**Short exercise a:** Copy the rows that follow the home run text line for line, with no changes.

**Extract:**
──────
#### Sale on 2nd Edition of ABWR

Today is Cyper Monday and today there is a sale (30% discount) on the 2nd edition of *Analyzing Baseball with R* that will be available soon. If you are interested, check out the Chapman and Hall book site.

#### Introduction

Most baseball fans are aware of the recent surge in home run hitting. In the 2016 season, there were 5610 home runs followed by a big increase to 6105 home runs in the 2017 season. Well, things quickly cooled off — only 5585 home runs were hit in the following 2018 season. That raises some questions about what is going on. Was the baseball juiced in 2017? What impact does the current emphasis about increased launch angles have on home runs? Did the weather play a role in the decrease in home runs in 2018?

With the availability of Statcast data, there are opportunities to explore the pitch by pitch data to help answer questions about home run hitting. Here I am going to focus on a related issue. We know that the distance of a ball put in play depends on the launch velocity and the launch angle. This raises several questions

- What was the relationship between distance and (launch angle, exit velocity) in the 2017 season?
- Has there been a change in this relationship that might account for a drop in home run hitting in the 2018 season?

#### An Initial Exploration

To get started, I constructed a scatterplot of the launch angle (degrees) and launch speed (mph) for a random sample of 1000 balls in play for the 2017 season. I have colored the point by the distance traveled (feet). Several things are clear from this graph. First, it is important to get the ball in the air (positive launch angle) if a batter wishes to get any distance. Also there is a “sweet spot” of angles between 20 and 40 degrees and launch speeds above 90 mph that seem to result in the longest distances.

#### Modeling

To get a better understanding of the relationship of distance with launch angle and launch velocity, I fit a generalized additive model (gam). Basically, it says that distance is a smooth function of the two variables. I fit this model to all balls put in play for the 2017 season. To describe the predictions, I use a contour graph. Below I display contours where the predicted distance is equal to 200, 250, 300, 350, and 400 feet. This graph demonstrates the importance of launch angle — note how the predicted distance increases rapidly as the launch angle changes from 10 to 20 degrees. Also the yellow line brackets the sweet spot where the predicted distance exceeds 400 feet.

#### Comparing 2017 and 2018 seasons

We wish now to compare the distances of balls put into play for the 2017 and 2018 seasons. We know there were a significant fewer home runs hit in 2018 which suggests that balls didn’t travel as far this season. Since launch angle and launch velocity play an important role in distance traveled, we’d like to control for these variables in this exploration.

Here’s what I did to compare the 2017 and 2018 distances.

- Let’s focus on a particular batter, say Mike Trout. For each of Trout’s batted balls in the 2018 season, I can use the launch angle and exit velocity values to predict the distance traveled using our gam model on the 2017 data. I decided on only considering batted balls where the launch angle was positive, since those are the balls that can be hit for a substantial distance.
- For the 2018 season, Trout had 272 balls hit in the air. For each of those balls in play, I predict the distance traveled using my 2017 gam model. The median distance of these predicted distances was 278.95 feet. The actual median distance of these balls in play was 283 feet. So actually, Trout hit these balls, on average, about 4 feet further in the 2018 season than one would predict based on the 2017 gam model.
──────
**Dataset excerpts:**

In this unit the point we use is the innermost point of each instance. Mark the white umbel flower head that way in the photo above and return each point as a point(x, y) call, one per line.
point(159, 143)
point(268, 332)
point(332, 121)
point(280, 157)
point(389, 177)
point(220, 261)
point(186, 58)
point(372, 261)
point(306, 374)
──────
**Short exercise b:** According to the home run text, how many home runs were hit in the 2017 season?

**Final answer a:**
In this unit the point we use is the innermost point of each instance. Mark the white umbel flower head that way in the photo above and return each point as a point(x, y) call, one per line.
point(159, 143)
point(268, 332)
point(332, 121)
point(280, 157)
point(389, 177)
point(220, 261)
point(186, 58)
point(372, 261)
point(306, 374)

**Final answer b:** 6105 home runs were hit in the 2017 season.